**Data for analysis**:
########

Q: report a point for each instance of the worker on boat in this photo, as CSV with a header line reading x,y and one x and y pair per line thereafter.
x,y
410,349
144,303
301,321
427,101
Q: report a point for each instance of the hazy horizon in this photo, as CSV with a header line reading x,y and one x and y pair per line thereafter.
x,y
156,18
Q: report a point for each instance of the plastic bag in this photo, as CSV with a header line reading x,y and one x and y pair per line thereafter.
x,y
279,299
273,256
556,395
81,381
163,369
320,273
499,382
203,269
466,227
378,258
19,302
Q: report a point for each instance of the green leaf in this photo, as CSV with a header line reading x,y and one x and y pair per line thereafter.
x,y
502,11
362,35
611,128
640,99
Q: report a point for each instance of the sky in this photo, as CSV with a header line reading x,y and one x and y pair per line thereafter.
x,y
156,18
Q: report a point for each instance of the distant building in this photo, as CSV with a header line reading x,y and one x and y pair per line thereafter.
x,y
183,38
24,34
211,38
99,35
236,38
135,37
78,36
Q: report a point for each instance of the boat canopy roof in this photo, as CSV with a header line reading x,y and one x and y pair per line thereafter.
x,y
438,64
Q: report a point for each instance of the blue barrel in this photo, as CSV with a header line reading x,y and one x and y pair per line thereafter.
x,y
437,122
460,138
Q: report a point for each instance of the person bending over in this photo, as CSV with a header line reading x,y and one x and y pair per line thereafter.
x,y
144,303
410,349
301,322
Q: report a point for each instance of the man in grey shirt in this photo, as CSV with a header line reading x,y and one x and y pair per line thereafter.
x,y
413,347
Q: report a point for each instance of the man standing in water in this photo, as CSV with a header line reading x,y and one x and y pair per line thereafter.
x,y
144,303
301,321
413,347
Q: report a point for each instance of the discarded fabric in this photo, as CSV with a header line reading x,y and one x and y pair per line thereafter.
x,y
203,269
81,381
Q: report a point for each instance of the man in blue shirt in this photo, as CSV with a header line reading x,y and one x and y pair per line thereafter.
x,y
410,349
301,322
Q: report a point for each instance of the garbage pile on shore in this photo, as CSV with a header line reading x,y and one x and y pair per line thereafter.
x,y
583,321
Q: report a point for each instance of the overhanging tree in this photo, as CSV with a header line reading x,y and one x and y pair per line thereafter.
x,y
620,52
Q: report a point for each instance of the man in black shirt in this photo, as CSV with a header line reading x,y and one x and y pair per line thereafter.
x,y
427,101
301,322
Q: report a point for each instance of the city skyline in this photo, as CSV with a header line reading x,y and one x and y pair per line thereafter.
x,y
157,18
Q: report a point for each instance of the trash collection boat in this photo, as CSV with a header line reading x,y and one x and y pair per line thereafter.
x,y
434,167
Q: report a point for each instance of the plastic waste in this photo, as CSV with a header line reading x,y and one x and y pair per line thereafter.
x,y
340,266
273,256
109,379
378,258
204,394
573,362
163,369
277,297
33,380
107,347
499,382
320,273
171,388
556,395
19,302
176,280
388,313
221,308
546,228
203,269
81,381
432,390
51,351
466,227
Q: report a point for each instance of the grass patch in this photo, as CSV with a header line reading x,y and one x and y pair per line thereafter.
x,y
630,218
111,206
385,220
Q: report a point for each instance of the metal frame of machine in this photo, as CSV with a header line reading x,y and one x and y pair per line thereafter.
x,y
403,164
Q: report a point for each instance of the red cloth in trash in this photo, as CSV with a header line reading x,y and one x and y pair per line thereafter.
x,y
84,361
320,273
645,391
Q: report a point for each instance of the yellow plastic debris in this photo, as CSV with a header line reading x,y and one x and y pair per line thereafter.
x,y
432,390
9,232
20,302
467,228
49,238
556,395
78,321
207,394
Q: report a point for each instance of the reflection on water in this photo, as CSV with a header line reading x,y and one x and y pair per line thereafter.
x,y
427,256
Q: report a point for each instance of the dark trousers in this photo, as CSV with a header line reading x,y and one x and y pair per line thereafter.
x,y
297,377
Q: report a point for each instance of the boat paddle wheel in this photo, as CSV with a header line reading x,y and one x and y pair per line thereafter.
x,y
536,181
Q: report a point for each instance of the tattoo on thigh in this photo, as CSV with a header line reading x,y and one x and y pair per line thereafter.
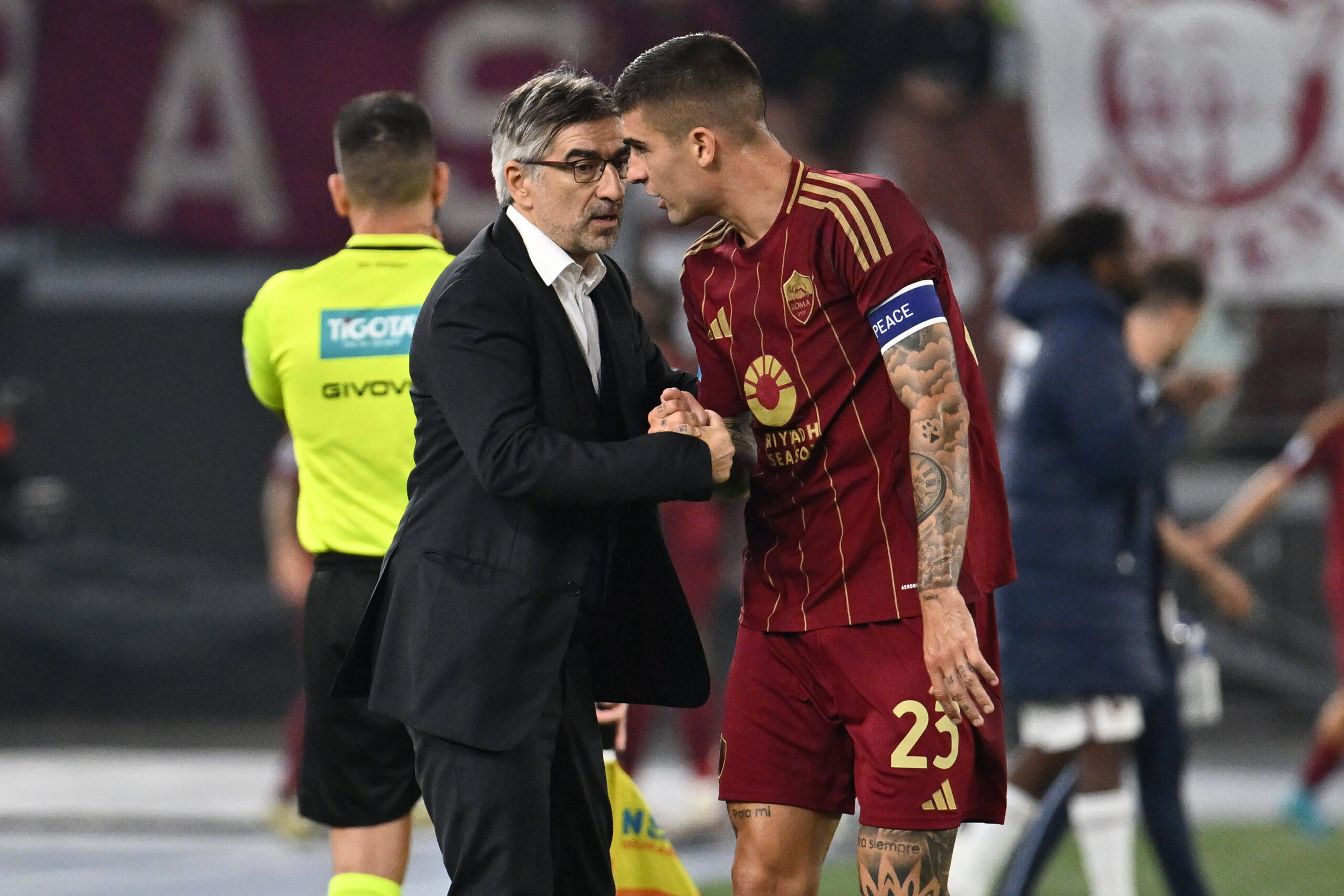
x,y
904,863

########

**Directions for this task**:
Word-for-word copy, no pictures: write out the entries above in full.

**Output below**:
Q: report a point for each instance of the worker on boat in this photo, as CSV with a header line reading x,y and one x and y pair per line thereafter.
x,y
410,349
144,303
301,321
427,101
Q: report a point for each instance of the hazy horizon in this photo, as CSV with a header line reading x,y and one x and y pair per line thereafter.
x,y
156,18
Q: report a point for each instance of the plastic bag in this photo, as CSV with a header line reading x,y and one x and y pair per line thereafter.
x,y
279,299
273,256
556,395
81,381
163,369
320,273
499,382
203,269
466,227
378,258
19,302
Q: report a point for each instance of the green leaf in this photo, as CSV with a header line reading x,y and one x and y pair per line thereafter.
x,y
502,11
362,35
611,128
640,99
Q: report a point for each instance of the sky in this photo, as CSV with a header line reading x,y and one x and y pair per line thereafter.
x,y
156,18
Q: report a point for each instance of the distant building in this photo, as CSV with a header line reading x,y and one x and y pair per line thereafter.
x,y
183,38
24,34
211,38
99,35
236,38
135,37
78,36
Q: report a point for each instance of the boat canopy roof in this photo, as CSV with a header line reading x,y and one x and y pair per line thereafter.
x,y
438,64
Q: report a point for each instance of the blue barrel in this photo, as CSV with a header line reading x,y and one x and y pair per line thereafter.
x,y
437,122
460,138
Q: report a point for each instance of the person bending over in this photo, as CSV with a header line reading x,y and one x and y pair per line thereafter.
x,y
144,303
410,349
301,322
Q: report a point for each instance of the man in grey shirt in this photo, as CSV with a header line reading x,y and one x and y pair per line thereafter.
x,y
413,347
Q: report a point for each instance of the man standing in water in this photo, as CSV with a header line reading x,y and one x and y pair per line thereafter.
x,y
144,303
301,321
413,347
Q: report a point for each instance of the discarded fabric in this photo, as CSV with a header line reading x,y and one x and y pair per line thereafter.
x,y
203,269
81,381
Q: report a point for each instance of the man in blue shirt in this photo, as CSV with a header line reading x,y and one x and y pair per line thereafter.
x,y
410,349
301,322
Q: report a point for each instance of the garbage pile on shore in this photo, as CSV with a header line reading x,y and one x and y pair per line thereafter.
x,y
583,321
Q: report a point for each instance of the overhanging tree in this photo, as CSV with a header line reading x,y and one x and y pair per line thereafter.
x,y
620,52
Q: report a point for each instance of the man in black shirt in this photo, as CSV with a header line reading x,y and one x and y pair per line thereafter.
x,y
427,101
301,322
Q: report a point for each instance of the city skyline in this photo, as CSV with a header line reading x,y and one x and y pair per line thereafter.
x,y
157,18
Q: report a point for each instance of the trash collection boat in this photo, as CSV with a header line reading x,y and one x and y pair per line thereafter.
x,y
434,167
Q: report a point for each instance of the plastic waste in this photo, as CSV with a header line reading x,y and one x and y pair per line thereafter.
x,y
340,266
273,256
109,379
378,258
204,394
573,362
163,369
277,297
33,380
107,347
499,382
320,273
171,388
556,395
19,302
176,280
388,313
221,308
546,228
203,269
81,381
432,390
51,351
466,227
Q: report a point for each instance of the grass patch in this photo, as CSV with a header line reading x,y and one x and y pair per line thereafter.
x,y
630,218
111,206
385,220
Q: report a point for each instance of the metal frame of machine in this photo, as CSV with a header line reading x,y and one x and y pair per line thereafter.
x,y
403,164
Q: report a point for each instance of the red cloth in trash in this photo, as CSV with a header line reading x,y and one x and y pair per line thereafter.
x,y
84,361
320,273
645,391
Q: report a point for each instance of the yellow plastic debris in this photo, as CSV with a header line reading x,y and one x and y pair per line thereafter.
x,y
432,390
9,232
20,302
467,228
49,238
556,395
78,321
207,394
Q: report a point for each instance of the reflection on water in this photo, as CSV with a header line reading x,y and one x and y pair per line thereafter.
x,y
427,256
Q: report a point for each instance of the dark trousers in this photo, as CSV with a header line reading x,y and one x and y pair per line thereafter.
x,y
297,377
Q: report a point for each instance of the boat paddle wheel in this photo, as CSV with a header line reading x,y and one x and y pair per line thereafter.
x,y
536,181
Q: report a point for each instance of the tattoo on thigh in this photo, as CSV with a header line reading x,y and one x and y pair per line thereafter.
x,y
904,863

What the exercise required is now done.